§ **Aim 1**
Reproduce the forum thread about the 1940 Schwinn DX word for word.
§ **Aim 2**
Scale the rows from the very first one up to and including the line with "[940,321,986,363]", keeping the requests and multiplying each box coordinate by 0.45, rounded to whole numbers with halves going up. Return only those rows.

# 1940 Schwinn DX



## ffjmoore (Jan 5, 2014)

Well, Picked up this DX, at least thats what i think it is. 








Just looking it over at home the springer was tweaked at the stem. It looks like it needs a spacer in there to line it back up. I undid the top nut and measured it for referance. The stem looks to be 6 1/2" and the neck is 5 1/2.




Ill try and get some better pictures up in the next few days. 

Any help is greatly appreciated.


----------



## Obi-Wan Schwinnobi (Jan 5, 2014)

I knew that fork looked tall but I thought it was the pix... Thats a girls springer


----------



## Obi-Wan Schwinnobi (Jan 5, 2014)

What is the badge?..


----------



## ffjmoore (Jan 5, 2014)

It says century. Again I doubt its original. Looks like thisone




 Guess ill look for the correct fork and sell this one.


----------



## Obi-Wan Schwinnobi (Jan 5, 2014)

ffjmoore said:


> It says century. Again I doubt its original. Looks like thisone
> View attachment 130911
> 
> Guess ill look for the correct fork and sell this one.




Just cut it down and look for the right legs and truss rods...


----------



## ffjmoore (Jan 5, 2014)

I think I'll just turn a spacer on my lathe and run it as is.

What is the head tube length difference from men's to women's so I know how thick to make the spacer.


----------



## ffjmoore (Jan 31, 2014)

Pulled the tank off. Looks like the paint would have been better left alone. At least i know it was originally black and white.


----------



## ffjmoore (May 10, 2016)

Well its been a while. This one got put on the back burner when my wife got pregnant and I did a bunch of house projects. But a month ago i found a fork for this bike and it inspired me to get it done. I bought this bike because its prewar but nowhere near original. I wanted to make a custom bike but just can do that if its a restorable piece. So I had done a little work awhile back to the tank like this.

Records of labeled boxes
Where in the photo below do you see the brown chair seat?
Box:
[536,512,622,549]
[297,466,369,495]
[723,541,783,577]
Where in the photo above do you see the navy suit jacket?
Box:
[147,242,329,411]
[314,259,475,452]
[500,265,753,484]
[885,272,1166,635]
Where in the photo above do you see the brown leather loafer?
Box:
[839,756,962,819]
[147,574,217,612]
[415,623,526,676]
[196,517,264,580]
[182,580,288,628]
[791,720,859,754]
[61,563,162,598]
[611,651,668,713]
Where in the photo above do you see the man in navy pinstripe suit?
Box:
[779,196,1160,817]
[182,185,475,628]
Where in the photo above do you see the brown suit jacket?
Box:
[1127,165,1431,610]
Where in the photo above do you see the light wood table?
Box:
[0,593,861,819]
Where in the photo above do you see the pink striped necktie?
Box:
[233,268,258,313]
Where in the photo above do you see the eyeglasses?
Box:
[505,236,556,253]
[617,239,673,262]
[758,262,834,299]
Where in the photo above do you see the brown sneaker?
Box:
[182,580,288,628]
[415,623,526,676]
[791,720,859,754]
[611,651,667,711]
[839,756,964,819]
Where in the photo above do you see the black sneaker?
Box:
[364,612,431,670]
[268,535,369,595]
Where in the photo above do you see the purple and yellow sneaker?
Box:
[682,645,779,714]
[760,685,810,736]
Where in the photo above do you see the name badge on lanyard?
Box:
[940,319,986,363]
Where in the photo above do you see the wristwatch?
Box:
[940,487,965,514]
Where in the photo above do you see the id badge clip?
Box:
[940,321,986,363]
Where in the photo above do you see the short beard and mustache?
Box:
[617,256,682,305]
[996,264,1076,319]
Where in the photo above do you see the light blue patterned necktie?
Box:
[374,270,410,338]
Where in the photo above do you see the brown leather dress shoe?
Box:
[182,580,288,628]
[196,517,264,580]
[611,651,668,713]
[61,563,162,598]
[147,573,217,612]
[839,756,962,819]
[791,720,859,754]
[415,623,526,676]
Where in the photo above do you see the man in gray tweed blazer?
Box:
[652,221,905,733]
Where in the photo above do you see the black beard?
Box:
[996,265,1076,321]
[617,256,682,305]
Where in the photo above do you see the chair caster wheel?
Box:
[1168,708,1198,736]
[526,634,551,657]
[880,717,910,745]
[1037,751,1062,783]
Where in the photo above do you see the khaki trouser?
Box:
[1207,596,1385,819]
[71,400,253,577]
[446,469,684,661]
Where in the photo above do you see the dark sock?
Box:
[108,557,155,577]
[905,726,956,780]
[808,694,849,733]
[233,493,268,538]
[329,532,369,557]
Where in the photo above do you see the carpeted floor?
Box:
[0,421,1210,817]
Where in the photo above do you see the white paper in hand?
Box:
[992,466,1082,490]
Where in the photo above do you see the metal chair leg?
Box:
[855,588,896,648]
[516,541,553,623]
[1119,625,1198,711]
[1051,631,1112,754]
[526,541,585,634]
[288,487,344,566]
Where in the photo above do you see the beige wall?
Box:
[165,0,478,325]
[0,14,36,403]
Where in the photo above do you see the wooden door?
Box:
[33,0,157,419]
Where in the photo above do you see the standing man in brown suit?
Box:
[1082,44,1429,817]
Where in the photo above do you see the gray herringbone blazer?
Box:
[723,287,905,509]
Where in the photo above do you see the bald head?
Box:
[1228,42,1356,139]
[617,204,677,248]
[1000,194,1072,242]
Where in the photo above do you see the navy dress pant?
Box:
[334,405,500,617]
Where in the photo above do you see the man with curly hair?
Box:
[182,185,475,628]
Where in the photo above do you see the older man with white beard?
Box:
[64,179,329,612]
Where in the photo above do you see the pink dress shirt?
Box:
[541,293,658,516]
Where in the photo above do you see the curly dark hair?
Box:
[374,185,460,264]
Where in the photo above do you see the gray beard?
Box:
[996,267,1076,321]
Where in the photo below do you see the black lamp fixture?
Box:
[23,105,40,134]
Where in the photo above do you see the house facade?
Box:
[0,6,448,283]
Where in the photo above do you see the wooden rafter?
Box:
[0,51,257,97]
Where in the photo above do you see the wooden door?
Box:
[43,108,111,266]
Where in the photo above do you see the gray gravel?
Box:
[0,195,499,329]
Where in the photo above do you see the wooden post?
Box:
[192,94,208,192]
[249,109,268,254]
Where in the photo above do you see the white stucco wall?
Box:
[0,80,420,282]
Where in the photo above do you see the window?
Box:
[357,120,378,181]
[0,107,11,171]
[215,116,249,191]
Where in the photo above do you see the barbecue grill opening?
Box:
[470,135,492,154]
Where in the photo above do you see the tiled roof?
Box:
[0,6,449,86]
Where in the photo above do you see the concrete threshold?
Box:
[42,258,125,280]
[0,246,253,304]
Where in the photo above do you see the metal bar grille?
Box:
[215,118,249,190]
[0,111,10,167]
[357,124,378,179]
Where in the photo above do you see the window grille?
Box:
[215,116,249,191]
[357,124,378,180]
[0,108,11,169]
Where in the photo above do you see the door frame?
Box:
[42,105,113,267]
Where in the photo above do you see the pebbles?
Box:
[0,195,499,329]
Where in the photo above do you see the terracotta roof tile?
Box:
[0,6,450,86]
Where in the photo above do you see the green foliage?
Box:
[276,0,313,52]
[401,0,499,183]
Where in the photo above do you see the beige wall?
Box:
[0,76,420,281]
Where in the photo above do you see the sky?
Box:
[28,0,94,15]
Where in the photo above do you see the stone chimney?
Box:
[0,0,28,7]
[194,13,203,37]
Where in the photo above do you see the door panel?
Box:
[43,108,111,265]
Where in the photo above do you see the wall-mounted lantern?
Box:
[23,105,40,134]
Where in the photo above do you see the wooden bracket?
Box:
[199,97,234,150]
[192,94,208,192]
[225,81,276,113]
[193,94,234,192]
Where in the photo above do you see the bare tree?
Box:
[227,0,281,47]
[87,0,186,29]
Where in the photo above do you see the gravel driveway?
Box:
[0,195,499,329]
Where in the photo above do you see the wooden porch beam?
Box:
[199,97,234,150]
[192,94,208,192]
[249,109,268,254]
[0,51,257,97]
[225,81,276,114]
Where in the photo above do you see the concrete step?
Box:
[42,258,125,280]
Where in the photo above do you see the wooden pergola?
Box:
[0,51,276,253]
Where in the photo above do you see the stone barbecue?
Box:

§ **Problem solution 1**
# 1940 Schwinn DX



## ffjmoore (Jan 5, 2014)

Well, Picked up this DX, at least thats what i think it is. 








Just looking it over at home the springer was tweaked at the stem. It looks like it needs a spacer in there to line it back up. I undid the top nut and measured it for referance. The stem looks to be 6 1/2" and the neck is 5 1/2.




Ill try and get some better pictures up in the next few days. 

Any help is greatly appreciated.


----------



## Obi-Wan Schwinnobi (Jan 5, 2014)

I knew that fork looked tall but I thought it was the pix... Thats a girls springer


----------



## Obi-Wan Schwinnobi (Jan 5, 2014)

What is the badge?..


----------



## ffjmoore (Jan 5, 2014)

It says century. Again I doubt its original. Looks like thisone




 Guess ill look for the correct fork and sell this one.


----------



## Obi-Wan Schwinnobi (Jan 5, 2014)

ffjmoore said:


> It says century. Again I doubt its original. Looks like thisone
> View attachment 130911
> 
> Guess ill look for the correct fork and sell this one.




Just cut it down and look for the right legs and truss rods...


----------



## ffjmoore (Jan 5, 2014)

I think I'll just turn a spacer on my lathe and run it as is.

What is the head tube length difference from men's to women's so I know how thick to make the spacer.


----------



## ffjmoore (Jan 31, 2014)

Pulled the tank off. Looks like the paint would have been better left alone. At least i know it was originally black and white.


----------



## ffjmoore (May 10, 2016)

Well its been a while. This one got put on the back burner when my wife got pregnant and I did a bunch of house projects. But a month ago i found a fork for this bike and it inspired me to get it done. I bought this bike because its prewar but nowhere near original. I wanted to make a custom bike but just can do that if its a restorable piece. So I had done a little work awhile back to the tank like this.

§ **Problem solution 2**
Where in the photo below do you see the brown chair seat?
Box:
[241,230,280,247]
[134,210,166,223]
[325,243,352,260]
Where in the photo above do you see the navy suit jacket?
Box:
[66,109,148,185]
[141,117,214,203]
[225,119,339,218]
[398,122,525,286]
Where in the photo above do you see the brown leather loafer?
Box:
[378,340,433,369]
[66,258,98,275]
[187,280,237,304]
[88,233,119,261]
[82,261,130,283]
[356,324,387,339]
[27,253,73,269]
[275,293,301,321]
Where in the photo above do you see the man in navy pinstripe suit?
Box:
[351,88,522,368]
[82,83,214,283]
Where in the photo above do you see the brown suit jacket?
Box:
[507,74,644,275]
Where in the photo above do you see the light wood table?
Box:
[0,267,387,369]
Where in the photo above do you see the pink striped necktie?
Box:
[105,121,116,141]
Where in the photo above do you see the eyeglasses?
Box:
[227,106,250,114]
[278,108,303,118]
[341,118,375,135]
Where in the photo above do you see the brown sneaker?
Box:
[82,261,130,283]
[187,280,237,304]
[356,324,387,339]
[275,293,300,320]
[378,340,434,369]
Where in the photo above do you see the black sneaker?
Box:
[164,275,194,302]
[121,241,166,268]
Where in the photo above do you see the purple and yellow sneaker?
Box:
[307,290,351,321]
[342,308,365,331]
Where in the photo above do you see the name badge on lanyard?
Box:
[423,144,444,163]
Where in the photo above do you see the wristwatch?
Box:
[423,219,434,231]
Where in the photo above do you see the id badge clip?
Box:
[423,144,444,163]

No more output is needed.